## Exercise:
Give the entries again exactly, every one of them.

## start

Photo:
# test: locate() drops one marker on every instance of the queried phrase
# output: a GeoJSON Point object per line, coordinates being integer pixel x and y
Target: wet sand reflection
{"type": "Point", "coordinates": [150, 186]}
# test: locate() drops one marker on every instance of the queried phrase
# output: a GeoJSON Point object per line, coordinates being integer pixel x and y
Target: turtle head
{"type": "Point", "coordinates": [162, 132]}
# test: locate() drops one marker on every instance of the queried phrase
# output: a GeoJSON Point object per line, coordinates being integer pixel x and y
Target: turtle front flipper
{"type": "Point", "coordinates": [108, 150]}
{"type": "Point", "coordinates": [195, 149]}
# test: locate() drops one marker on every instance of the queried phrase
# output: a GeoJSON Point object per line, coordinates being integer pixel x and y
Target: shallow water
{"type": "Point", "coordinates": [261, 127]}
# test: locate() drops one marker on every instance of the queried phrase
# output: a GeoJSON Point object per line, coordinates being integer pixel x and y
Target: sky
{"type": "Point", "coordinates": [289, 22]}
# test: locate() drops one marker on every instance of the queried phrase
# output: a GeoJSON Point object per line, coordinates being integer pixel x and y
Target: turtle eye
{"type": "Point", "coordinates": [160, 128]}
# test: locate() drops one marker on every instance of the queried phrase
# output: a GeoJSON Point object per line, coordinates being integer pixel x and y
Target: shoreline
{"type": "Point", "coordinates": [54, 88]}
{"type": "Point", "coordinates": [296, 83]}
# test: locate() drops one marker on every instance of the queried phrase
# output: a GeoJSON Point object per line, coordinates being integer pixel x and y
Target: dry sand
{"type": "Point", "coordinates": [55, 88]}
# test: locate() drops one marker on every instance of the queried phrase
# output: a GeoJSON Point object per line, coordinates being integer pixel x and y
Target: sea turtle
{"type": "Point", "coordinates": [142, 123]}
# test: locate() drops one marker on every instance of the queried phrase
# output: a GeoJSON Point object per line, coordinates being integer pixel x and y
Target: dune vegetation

## end

## Solved exercise:
Photo:
# test: locate() drops one marker on every instance of the queried phrase
# output: a GeoJSON Point object per line, coordinates being integer pixel x and y
Target: wet sand reflection
{"type": "Point", "coordinates": [150, 186]}
# test: locate() drops one marker on every instance of the queried phrase
# output: a GeoJSON Point object per line, coordinates being integer pixel x and y
Target: turtle head
{"type": "Point", "coordinates": [162, 132]}
# test: locate() drops one marker on every instance of the queried phrase
# output: a GeoJSON Point object per line, coordinates being integer pixel x and y
Target: turtle front flipper
{"type": "Point", "coordinates": [108, 150]}
{"type": "Point", "coordinates": [195, 149]}
# test: locate() drops one marker on every instance of the queried phrase
# output: a GeoJSON Point object per line, coordinates being integer pixel x and y
Target: shallow water
{"type": "Point", "coordinates": [261, 127]}
# test: locate() drops one marker on every instance of the queried phrase
# output: a GeoJSON Point object per line, coordinates being integer pixel x and y
Target: sky
{"type": "Point", "coordinates": [289, 22]}
# test: locate() drops one marker on every instance of the queried phrase
# output: a GeoJSON Point object per line, coordinates being integer pixel x and y
Target: turtle eye
{"type": "Point", "coordinates": [160, 128]}
# test: locate() drops one marker on every instance of the queried phrase
# output: a GeoJSON Point object per line, coordinates being integer pixel x and y
Target: shoreline
{"type": "Point", "coordinates": [54, 88]}
{"type": "Point", "coordinates": [296, 83]}
# test: locate() drops one marker on every instance of the queried phrase
# output: a GeoJSON Point object per line, coordinates being integer pixel x and y
Target: dry sand
{"type": "Point", "coordinates": [55, 88]}
# test: locate() drops one marker on every instance of the queried phrase
# output: a GeoJSON Point object per line, coordinates being integer pixel x and y
Target: sea turtle
{"type": "Point", "coordinates": [142, 123]}
# test: locate() drops one marker on every instance of the queried phrase
# output: a GeoJSON Point object per line, coordinates being integer pixel x and y
Target: dune vegetation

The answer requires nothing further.